*** Opening PAGE EXCERPT ***
With billions in farming assets set to transition in the next decade, business continuity is more important than ever for food and agribusiness owners. Further, many food and agribusiness owners may be thinking about succession and transition planning for their business as financial and agricultural markets experience turmoil due to COVID-19.
According to the 2016 Census of Agriculture, only one in 12 farmers reported having a written succession plan. The average age of farm operators is 55, while those under 35 accounted for an increasing share of total operators. These trends will continue, highlighting the need for owners to have the tools necessary to transition their business.
Farm Property Rollovers
The Income Tax Act1 ("Act") contains a number of provisions designed to help facilitate transition of farm assets to the next generation. Farmers and ranchers can rely on rollover provisions to transfer land or depreciable property in Canada to their children, while they are alive or at death.
*** Closing PAGE EXCERPT ***
*** Opening MATERIAL SUPPLIED ***
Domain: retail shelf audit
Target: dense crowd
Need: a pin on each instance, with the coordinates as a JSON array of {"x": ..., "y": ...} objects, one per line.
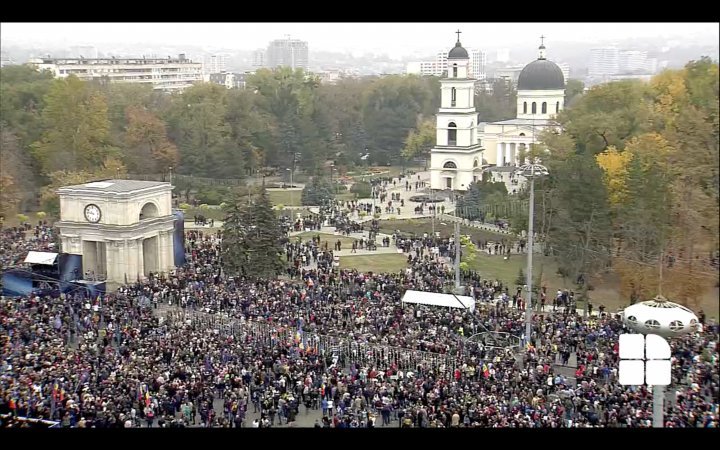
[
  {"x": 151, "y": 354},
  {"x": 16, "y": 242}
]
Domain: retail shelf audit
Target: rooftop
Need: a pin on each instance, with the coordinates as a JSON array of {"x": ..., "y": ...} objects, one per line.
[
  {"x": 114, "y": 186},
  {"x": 531, "y": 122}
]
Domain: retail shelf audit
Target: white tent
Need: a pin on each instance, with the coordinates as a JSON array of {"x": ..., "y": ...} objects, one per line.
[
  {"x": 442, "y": 300},
  {"x": 45, "y": 258}
]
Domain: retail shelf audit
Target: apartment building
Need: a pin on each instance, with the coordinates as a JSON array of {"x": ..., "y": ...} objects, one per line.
[
  {"x": 166, "y": 74},
  {"x": 437, "y": 67},
  {"x": 288, "y": 52}
]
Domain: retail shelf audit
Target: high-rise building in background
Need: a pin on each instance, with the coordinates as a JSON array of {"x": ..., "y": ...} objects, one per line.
[
  {"x": 259, "y": 58},
  {"x": 166, "y": 74},
  {"x": 604, "y": 61},
  {"x": 83, "y": 51},
  {"x": 215, "y": 63},
  {"x": 5, "y": 60},
  {"x": 565, "y": 67},
  {"x": 478, "y": 61},
  {"x": 288, "y": 52},
  {"x": 438, "y": 67},
  {"x": 502, "y": 55},
  {"x": 632, "y": 61}
]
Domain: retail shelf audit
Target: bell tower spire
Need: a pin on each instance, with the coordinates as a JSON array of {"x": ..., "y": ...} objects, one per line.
[{"x": 541, "y": 49}]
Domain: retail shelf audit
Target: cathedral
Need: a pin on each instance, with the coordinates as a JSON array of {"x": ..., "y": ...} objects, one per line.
[{"x": 465, "y": 147}]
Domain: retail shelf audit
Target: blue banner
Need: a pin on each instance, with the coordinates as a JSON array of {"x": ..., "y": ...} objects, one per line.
[{"x": 179, "y": 238}]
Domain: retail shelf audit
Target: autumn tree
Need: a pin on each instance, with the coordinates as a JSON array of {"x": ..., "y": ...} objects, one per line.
[
  {"x": 420, "y": 140},
  {"x": 76, "y": 128},
  {"x": 148, "y": 149}
]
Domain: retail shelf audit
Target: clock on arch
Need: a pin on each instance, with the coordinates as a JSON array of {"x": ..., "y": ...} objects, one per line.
[{"x": 93, "y": 213}]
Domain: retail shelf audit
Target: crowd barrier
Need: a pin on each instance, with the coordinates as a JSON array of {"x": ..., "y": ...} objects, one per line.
[{"x": 341, "y": 350}]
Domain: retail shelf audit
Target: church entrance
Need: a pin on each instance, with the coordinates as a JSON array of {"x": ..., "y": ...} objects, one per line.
[
  {"x": 94, "y": 260},
  {"x": 150, "y": 255}
]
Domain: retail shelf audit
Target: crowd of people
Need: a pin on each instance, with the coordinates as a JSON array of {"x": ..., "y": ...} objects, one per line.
[{"x": 152, "y": 354}]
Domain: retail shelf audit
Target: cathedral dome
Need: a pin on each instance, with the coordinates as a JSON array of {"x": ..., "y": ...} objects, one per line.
[
  {"x": 541, "y": 75},
  {"x": 458, "y": 52}
]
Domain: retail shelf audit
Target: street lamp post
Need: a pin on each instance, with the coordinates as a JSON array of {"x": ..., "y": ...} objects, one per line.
[
  {"x": 530, "y": 171},
  {"x": 457, "y": 253}
]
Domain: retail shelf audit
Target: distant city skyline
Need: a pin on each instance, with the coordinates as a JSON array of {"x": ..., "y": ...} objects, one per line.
[{"x": 394, "y": 39}]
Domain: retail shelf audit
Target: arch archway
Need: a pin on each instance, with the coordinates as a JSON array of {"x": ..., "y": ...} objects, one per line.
[
  {"x": 452, "y": 134},
  {"x": 148, "y": 211}
]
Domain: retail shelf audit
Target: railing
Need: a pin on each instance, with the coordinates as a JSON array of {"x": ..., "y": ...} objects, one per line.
[{"x": 347, "y": 352}]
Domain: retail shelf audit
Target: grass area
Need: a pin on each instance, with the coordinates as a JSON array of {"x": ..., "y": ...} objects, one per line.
[
  {"x": 209, "y": 213},
  {"x": 32, "y": 217},
  {"x": 507, "y": 270},
  {"x": 420, "y": 226},
  {"x": 345, "y": 196},
  {"x": 286, "y": 197},
  {"x": 331, "y": 239},
  {"x": 388, "y": 262},
  {"x": 391, "y": 171}
]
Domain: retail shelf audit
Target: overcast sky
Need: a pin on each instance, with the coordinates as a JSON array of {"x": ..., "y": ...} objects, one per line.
[{"x": 394, "y": 38}]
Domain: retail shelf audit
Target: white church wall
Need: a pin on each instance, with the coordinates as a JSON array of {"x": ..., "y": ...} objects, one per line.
[{"x": 553, "y": 99}]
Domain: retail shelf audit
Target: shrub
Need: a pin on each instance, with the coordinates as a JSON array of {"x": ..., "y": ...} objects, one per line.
[
  {"x": 212, "y": 195},
  {"x": 363, "y": 189}
]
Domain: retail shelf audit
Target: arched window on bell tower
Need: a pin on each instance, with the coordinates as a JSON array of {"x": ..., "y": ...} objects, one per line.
[{"x": 452, "y": 134}]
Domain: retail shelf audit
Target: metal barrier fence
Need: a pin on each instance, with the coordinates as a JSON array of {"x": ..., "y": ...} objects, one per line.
[{"x": 346, "y": 352}]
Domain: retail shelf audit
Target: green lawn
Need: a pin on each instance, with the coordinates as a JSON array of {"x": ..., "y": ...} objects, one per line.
[
  {"x": 391, "y": 171},
  {"x": 210, "y": 213},
  {"x": 507, "y": 270},
  {"x": 420, "y": 226},
  {"x": 331, "y": 239},
  {"x": 286, "y": 197},
  {"x": 13, "y": 221},
  {"x": 388, "y": 262}
]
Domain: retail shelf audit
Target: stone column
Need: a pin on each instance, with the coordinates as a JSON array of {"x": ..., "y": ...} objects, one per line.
[
  {"x": 115, "y": 262},
  {"x": 140, "y": 270}
]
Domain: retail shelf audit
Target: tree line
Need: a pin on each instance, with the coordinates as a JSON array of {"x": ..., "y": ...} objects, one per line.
[
  {"x": 62, "y": 131},
  {"x": 633, "y": 185}
]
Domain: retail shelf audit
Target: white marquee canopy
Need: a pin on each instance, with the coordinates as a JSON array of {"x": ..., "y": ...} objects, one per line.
[
  {"x": 45, "y": 258},
  {"x": 441, "y": 300}
]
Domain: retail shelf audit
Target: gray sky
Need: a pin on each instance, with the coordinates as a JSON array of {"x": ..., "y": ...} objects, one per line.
[{"x": 393, "y": 38}]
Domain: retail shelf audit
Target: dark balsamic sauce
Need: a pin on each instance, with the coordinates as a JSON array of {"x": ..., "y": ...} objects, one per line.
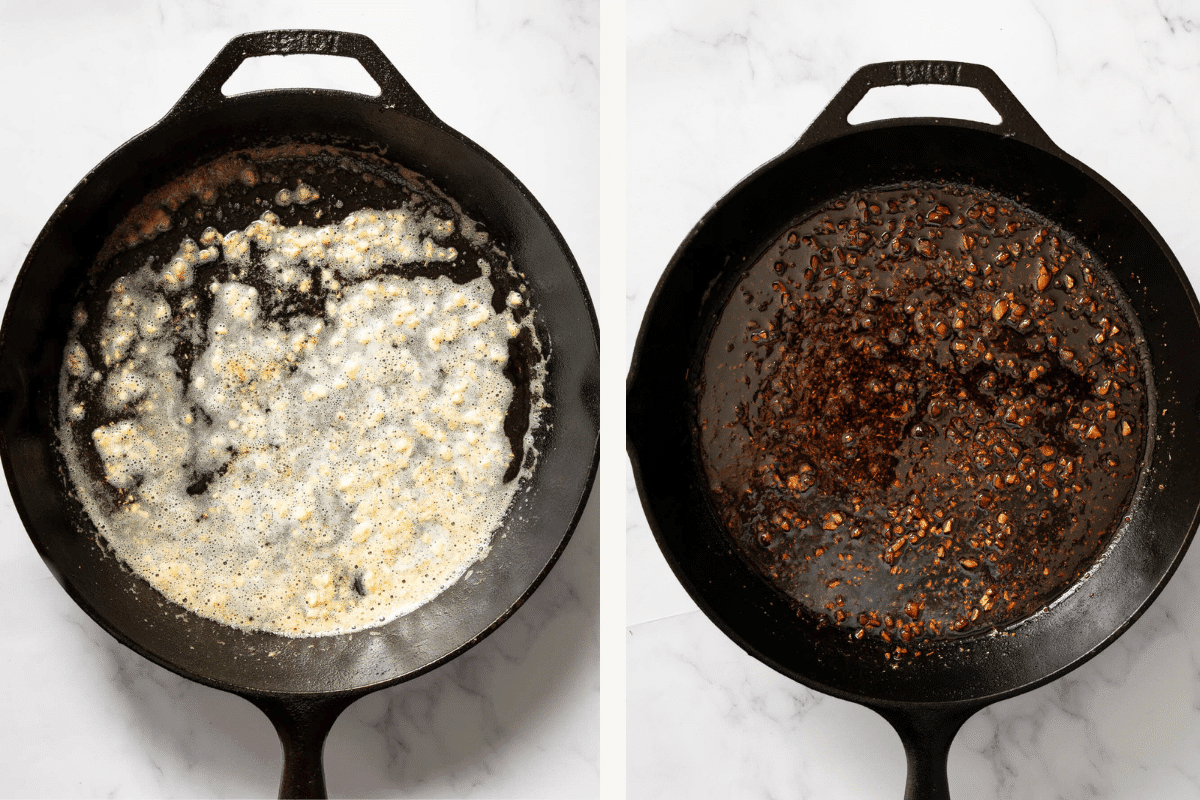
[{"x": 922, "y": 413}]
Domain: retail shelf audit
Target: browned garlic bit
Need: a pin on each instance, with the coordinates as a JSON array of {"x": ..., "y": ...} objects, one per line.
[{"x": 924, "y": 405}]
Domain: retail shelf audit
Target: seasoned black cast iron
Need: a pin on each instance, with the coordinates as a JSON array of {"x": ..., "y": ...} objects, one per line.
[
  {"x": 929, "y": 698},
  {"x": 306, "y": 683}
]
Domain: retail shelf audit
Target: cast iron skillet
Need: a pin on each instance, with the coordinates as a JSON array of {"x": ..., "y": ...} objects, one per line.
[
  {"x": 927, "y": 699},
  {"x": 301, "y": 684}
]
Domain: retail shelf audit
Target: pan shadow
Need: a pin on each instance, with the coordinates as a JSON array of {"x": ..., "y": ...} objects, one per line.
[
  {"x": 516, "y": 715},
  {"x": 505, "y": 713}
]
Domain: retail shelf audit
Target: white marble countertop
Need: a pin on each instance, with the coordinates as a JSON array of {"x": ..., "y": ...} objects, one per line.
[
  {"x": 714, "y": 90},
  {"x": 83, "y": 716}
]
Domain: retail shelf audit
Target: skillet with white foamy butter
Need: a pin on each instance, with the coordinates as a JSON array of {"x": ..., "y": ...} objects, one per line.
[{"x": 311, "y": 467}]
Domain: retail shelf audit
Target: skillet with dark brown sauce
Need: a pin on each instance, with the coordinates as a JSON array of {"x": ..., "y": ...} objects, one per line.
[{"x": 922, "y": 413}]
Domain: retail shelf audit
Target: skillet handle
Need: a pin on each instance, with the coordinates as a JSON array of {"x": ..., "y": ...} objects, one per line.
[
  {"x": 927, "y": 735},
  {"x": 395, "y": 91},
  {"x": 1015, "y": 121},
  {"x": 303, "y": 725}
]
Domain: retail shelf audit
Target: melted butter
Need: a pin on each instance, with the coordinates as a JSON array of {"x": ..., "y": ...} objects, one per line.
[{"x": 313, "y": 475}]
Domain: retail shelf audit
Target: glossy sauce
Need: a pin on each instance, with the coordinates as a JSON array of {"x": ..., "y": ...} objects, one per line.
[{"x": 922, "y": 413}]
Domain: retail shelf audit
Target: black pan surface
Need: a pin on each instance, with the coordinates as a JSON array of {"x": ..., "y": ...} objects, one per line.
[
  {"x": 301, "y": 684},
  {"x": 927, "y": 699}
]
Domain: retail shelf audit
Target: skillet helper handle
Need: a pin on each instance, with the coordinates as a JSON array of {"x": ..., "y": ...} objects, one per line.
[
  {"x": 1015, "y": 121},
  {"x": 303, "y": 725},
  {"x": 394, "y": 90},
  {"x": 927, "y": 735}
]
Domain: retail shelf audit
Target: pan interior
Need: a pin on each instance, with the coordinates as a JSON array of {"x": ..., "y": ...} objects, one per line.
[
  {"x": 889, "y": 411},
  {"x": 539, "y": 521},
  {"x": 675, "y": 332}
]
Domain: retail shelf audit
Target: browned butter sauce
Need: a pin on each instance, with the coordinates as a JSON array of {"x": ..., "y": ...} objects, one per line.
[{"x": 922, "y": 411}]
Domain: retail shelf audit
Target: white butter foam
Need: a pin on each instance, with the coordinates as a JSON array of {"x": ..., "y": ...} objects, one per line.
[{"x": 313, "y": 475}]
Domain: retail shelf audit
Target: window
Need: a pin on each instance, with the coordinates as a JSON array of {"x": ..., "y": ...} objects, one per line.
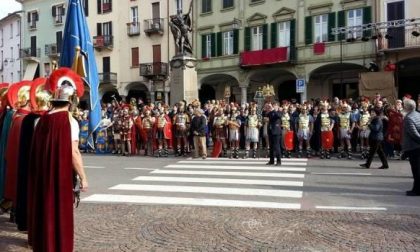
[
  {"x": 228, "y": 43},
  {"x": 355, "y": 18},
  {"x": 32, "y": 19},
  {"x": 135, "y": 57},
  {"x": 58, "y": 12},
  {"x": 284, "y": 34},
  {"x": 227, "y": 4},
  {"x": 257, "y": 38},
  {"x": 206, "y": 6},
  {"x": 321, "y": 28},
  {"x": 207, "y": 47}
]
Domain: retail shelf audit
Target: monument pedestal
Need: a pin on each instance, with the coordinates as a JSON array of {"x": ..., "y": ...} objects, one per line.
[{"x": 183, "y": 79}]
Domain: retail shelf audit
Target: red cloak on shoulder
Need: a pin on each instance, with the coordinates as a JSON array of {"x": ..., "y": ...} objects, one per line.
[
  {"x": 50, "y": 185},
  {"x": 12, "y": 154}
]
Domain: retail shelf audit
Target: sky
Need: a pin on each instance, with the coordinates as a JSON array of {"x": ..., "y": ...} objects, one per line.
[{"x": 8, "y": 6}]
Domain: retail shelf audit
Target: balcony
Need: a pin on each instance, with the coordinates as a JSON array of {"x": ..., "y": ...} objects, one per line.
[
  {"x": 153, "y": 26},
  {"x": 108, "y": 78},
  {"x": 155, "y": 70},
  {"x": 103, "y": 42},
  {"x": 133, "y": 29},
  {"x": 30, "y": 53},
  {"x": 266, "y": 57},
  {"x": 399, "y": 38},
  {"x": 52, "y": 50}
]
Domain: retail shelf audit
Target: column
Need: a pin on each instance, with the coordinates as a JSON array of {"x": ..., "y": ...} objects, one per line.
[{"x": 243, "y": 95}]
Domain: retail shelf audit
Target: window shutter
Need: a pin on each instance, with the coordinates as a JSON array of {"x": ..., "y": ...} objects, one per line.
[
  {"x": 367, "y": 18},
  {"x": 265, "y": 36},
  {"x": 236, "y": 41},
  {"x": 274, "y": 35},
  {"x": 308, "y": 30},
  {"x": 292, "y": 49},
  {"x": 203, "y": 46},
  {"x": 331, "y": 25},
  {"x": 219, "y": 43},
  {"x": 99, "y": 29},
  {"x": 213, "y": 44},
  {"x": 99, "y": 6},
  {"x": 247, "y": 39},
  {"x": 341, "y": 23}
]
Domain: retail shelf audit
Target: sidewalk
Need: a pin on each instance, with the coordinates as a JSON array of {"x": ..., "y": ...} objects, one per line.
[{"x": 166, "y": 228}]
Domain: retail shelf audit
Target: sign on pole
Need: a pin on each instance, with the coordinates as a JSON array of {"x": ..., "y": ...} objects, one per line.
[{"x": 300, "y": 85}]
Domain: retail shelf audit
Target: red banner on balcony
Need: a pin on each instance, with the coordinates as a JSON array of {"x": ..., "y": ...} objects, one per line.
*** Closing MATERIAL SUPPLIED ***
**WORK INSTRUCTIONS:**
1 – In the farm succession planning text, what share of farmers reported having a written succession plan according to the 2016 Census of Agriculture?
2 – Continue the text on farm succession planning after its final sentence.

**EXPECTED RESPONSES:**
1 – Only one in 12 farmers.

2 –
The following conditions must apply for transfers to qualify for the rollover 2:
- the property must be "used principally" in the business of farming in Canada by the taxpayer, the spouse or common-law partner of the taxpayer, or a child or parent of the taxpayer, who was "actively engaged on a regular and continuous basis";
- the child must be a resident of Canada at the time of transfer or death of the taxpayer;
- the property must be transferred as a result of the death of the taxpayer, and "vest indefeasibly" in the child within 36 months after the death of the taxpayer (only for transfers at death).
The result of the rollover is that the land or depreciable property in Canada can be transferred by the parent to the child at any amount between cost and fair market value. The rules also provide for transfers of shares in a family farm or fishing corporation or an interest in a family farm or fishing partnership to children.3 CRA has published numerous interpretations of the meaning of phrases like "used principally" and "vested indefeasibly" which must be considered when considering relying on the rollover provisions in the Act.
Asset/Corporate Estate Freeze
For farms, ranches or agribusiness companies (food processors or handlers, auction marts, machinery dealerships, manufacturers, etc.), the estate freeze can be an effective tool to transition to the next generation or new ownership.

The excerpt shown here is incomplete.